Exercise goal:
Please locate each line in the rows below that contains the word "street" and copy those lines out in full. Case counts.
________________________
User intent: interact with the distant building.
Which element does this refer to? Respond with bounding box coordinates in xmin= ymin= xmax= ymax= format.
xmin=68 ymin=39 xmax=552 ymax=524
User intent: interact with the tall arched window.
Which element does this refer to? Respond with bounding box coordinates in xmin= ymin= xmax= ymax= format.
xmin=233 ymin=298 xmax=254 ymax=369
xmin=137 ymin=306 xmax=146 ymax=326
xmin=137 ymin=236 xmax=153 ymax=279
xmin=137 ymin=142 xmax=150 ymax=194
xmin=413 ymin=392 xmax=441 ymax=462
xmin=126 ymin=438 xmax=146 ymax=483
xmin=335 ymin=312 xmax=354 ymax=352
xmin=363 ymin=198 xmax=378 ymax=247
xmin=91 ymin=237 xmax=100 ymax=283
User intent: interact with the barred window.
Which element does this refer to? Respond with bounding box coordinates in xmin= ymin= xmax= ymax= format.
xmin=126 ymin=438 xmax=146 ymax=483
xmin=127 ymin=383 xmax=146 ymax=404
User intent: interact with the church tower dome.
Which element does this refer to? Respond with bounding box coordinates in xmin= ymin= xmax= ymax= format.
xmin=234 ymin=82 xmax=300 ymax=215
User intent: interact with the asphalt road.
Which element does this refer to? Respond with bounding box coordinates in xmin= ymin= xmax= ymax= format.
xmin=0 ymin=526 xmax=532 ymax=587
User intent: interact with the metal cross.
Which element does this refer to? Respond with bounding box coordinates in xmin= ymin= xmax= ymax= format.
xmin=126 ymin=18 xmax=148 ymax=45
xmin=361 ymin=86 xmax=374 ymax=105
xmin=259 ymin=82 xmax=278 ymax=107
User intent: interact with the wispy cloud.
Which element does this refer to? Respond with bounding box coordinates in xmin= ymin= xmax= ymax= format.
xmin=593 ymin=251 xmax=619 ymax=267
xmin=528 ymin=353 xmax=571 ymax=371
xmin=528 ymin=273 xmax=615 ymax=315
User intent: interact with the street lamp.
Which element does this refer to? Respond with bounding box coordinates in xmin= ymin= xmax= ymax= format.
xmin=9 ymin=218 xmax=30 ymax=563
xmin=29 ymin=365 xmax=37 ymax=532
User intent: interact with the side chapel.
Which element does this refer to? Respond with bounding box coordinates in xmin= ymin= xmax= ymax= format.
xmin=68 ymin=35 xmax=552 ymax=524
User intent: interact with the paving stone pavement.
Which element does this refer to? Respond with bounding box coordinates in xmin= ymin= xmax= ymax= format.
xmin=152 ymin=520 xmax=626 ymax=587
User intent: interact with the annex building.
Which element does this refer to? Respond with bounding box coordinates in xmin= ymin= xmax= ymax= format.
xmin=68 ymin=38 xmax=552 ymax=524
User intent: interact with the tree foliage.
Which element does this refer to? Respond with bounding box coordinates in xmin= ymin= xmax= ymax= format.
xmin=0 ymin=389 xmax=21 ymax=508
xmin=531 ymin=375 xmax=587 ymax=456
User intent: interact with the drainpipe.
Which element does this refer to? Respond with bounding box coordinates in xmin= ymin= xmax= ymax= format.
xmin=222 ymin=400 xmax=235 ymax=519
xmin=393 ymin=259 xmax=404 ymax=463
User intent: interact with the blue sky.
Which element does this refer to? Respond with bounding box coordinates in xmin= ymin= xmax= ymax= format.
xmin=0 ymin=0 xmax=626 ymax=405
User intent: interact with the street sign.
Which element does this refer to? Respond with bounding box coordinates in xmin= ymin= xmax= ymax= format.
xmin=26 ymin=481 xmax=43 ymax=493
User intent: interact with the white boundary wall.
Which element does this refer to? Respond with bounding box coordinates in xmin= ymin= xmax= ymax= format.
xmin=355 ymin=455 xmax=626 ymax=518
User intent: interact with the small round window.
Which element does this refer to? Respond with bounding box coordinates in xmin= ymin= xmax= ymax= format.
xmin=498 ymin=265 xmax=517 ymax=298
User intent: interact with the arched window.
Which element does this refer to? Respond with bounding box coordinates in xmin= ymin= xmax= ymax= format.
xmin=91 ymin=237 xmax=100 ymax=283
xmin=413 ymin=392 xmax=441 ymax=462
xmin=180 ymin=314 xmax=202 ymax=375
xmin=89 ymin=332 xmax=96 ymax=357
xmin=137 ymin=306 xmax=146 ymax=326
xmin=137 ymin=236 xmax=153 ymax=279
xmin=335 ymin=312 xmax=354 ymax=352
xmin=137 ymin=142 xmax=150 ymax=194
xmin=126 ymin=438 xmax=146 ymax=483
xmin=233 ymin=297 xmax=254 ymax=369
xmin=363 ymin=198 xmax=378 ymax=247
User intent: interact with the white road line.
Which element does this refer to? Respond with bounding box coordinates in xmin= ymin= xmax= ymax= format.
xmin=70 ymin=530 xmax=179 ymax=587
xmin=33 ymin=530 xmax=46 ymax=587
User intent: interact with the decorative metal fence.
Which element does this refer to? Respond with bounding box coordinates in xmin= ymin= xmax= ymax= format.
________________________
Response:
User intent: interact with the street lamp.
User intent: interact with the street sign.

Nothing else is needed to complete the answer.